:: Sezione del documento ::
Tra le diverse forme di propaganda impostata sui tantissimi comizi in piazza ed i
manifesti che tapezzarono tutta la città, circolò un opuscolo di 16 pagine senza
copertina e una stampa a due colori separati (il nero ed il verde), con un formato,
simile a quello dei libri (16,7 x 24 centimetri). Nella prima pagina il titolo a lettere
cubitali diceva “CHI TANTO E CHI GNENTE” sottotitolo: 12 sonetti di G. G.
Belli raccolti e annotati da Peppe er Tosto e Monsignor Tizzani per le elezioni del
25 maggio 1952 ROMA. In alto capeggiavano due ovali con ricca cornice verde e
i due ritratti di un Belli maturo e di Mons. Tizzani in abito talare. Sul retro del
libretto un medaglione con stilizzato il palazzo del Campidoglio e con carattere
minuto in basso il riferimento alla tipografia: La stampa moderna s.r.l. Roma. Il
fascicolo era rilegato con una graffetta metallica al centro.
Vana è stata la ricerca del nome del curatore, o meglio dei curatori da momento
che nell’introduzione, inserita nella seconda e terza pagina, viene usato il plurale.
Quindi si può tentare un’ipotesi per la loro identificazione attraverso il contenuto
delle due pagine e dei commenti posti in calce ad ognuno dei 12 sonetti presentati.
Altro elemento utile si può trarre dalla scelta di aver inserito l’immagine di un
monsignore accanto a quella del Poeta, forse per accreditarsi di fronte ad un
elettorato cattolico, oppure per riequilibrare la diffusa conoscenza tra i romani del
più noto Poeta romano Trilussa (al secolo Carlo Alberto Salustri) deceduto poco
tempo prima, nel dicembre del 1950.
Le poesie di Trilussa venivano declamate nei teatrini di borgata, nelle feste
paesane, nelle trattorie trasteverine a favore di turisti e pellegrini che affollavano
la città eterna. Alcune erano state assunte come emblema della situazione sociale
e addirittura come rappresentazione del calcolo statistico. Basti pensare al pollo
che viene mangiato intero da qualcuno, mentre altri lo possono solo desiderare. A
fronte di questa notorietà, Belli appare come un perfetto sconosciuto ai più,
relegato nel circolo ristretto dei pochi conoscitori della sua monumentale opera.
Tra questi, solo per citarne uno che competeva nella campagna elettorale, lo stesso
sindaco Rebecchini grande conoscitore del Poeta, tanto che nel 1970 pubblicherà
un interessante studio sulle dimore cittadine del Belli..
:::
:: Materiale estratto ::
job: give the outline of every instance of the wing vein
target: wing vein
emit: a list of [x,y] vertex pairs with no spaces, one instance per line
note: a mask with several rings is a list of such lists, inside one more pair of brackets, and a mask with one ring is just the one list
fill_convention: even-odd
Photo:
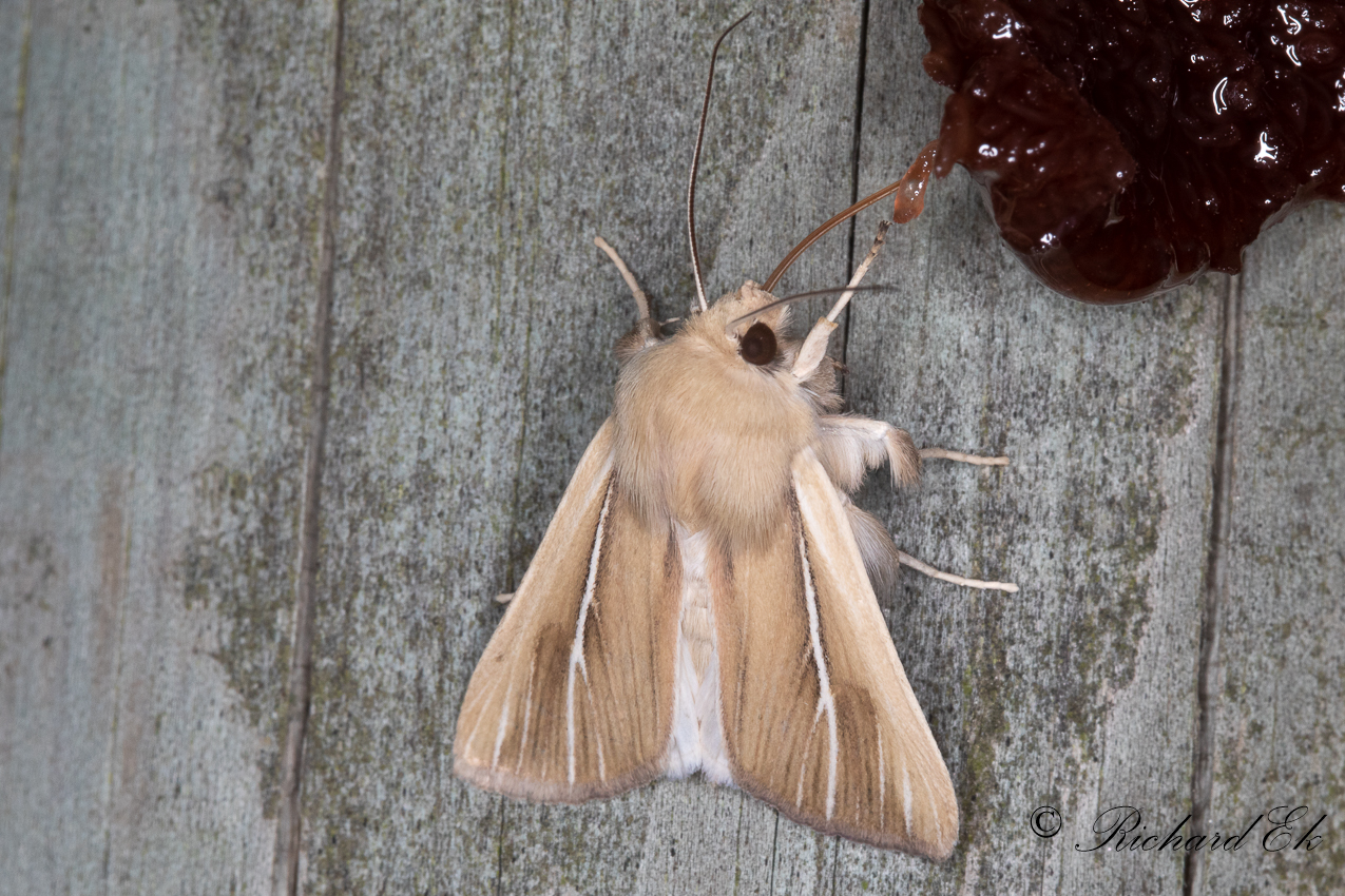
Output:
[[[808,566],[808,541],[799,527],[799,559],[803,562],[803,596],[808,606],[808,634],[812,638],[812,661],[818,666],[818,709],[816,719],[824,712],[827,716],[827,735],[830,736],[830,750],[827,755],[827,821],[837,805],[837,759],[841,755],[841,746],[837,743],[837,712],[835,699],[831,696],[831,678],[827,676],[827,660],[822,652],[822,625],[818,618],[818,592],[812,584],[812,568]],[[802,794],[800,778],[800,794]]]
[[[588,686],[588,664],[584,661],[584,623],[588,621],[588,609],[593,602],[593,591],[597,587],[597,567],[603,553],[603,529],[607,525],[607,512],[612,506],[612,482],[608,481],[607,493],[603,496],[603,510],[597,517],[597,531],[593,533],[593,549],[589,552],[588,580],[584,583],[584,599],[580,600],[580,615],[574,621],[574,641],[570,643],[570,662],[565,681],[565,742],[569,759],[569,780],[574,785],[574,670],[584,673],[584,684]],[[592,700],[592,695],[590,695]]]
:::
- [Richiesta scritta]
Riscrivi il tratto del testo sull'opuscolo che va da "Belli raccolti e" fino a "12 sonetti presentati.", mettendo "spilla" al posto di "graffetta". I record non sono necessari.

- [Risposta completa]
Belli raccolti e annotati da Peppe er Tosto e Monsignor Tizzani per le elezioni del
25 maggio 1952 ROMA. In alto capeggiavano due ovali con ricca cornice verde e
i due ritratti di un Belli maturo e di Mons. Tizzani in abito talare. Sul retro del
libretto un medaglione con stilizzato il palazzo del Campidoglio e con carattere
minuto in basso il riferimento alla tipografia: La stampa moderna s.r.l. Roma. Il
fascicolo era rilegato con una spilla metallica al centro.
Vana è stata la ricerca del nome del curatore, o meglio dei curatori da momento
che nell’introduzione, inserita nella seconda e terza pagina, viene usato il plurale.
Quindi si può tentare un’ipotesi per la loro identificazione attraverso il contenuto
delle due pagine e dei commenti posti in calce ad ognuno dei 12 sonetti presentati.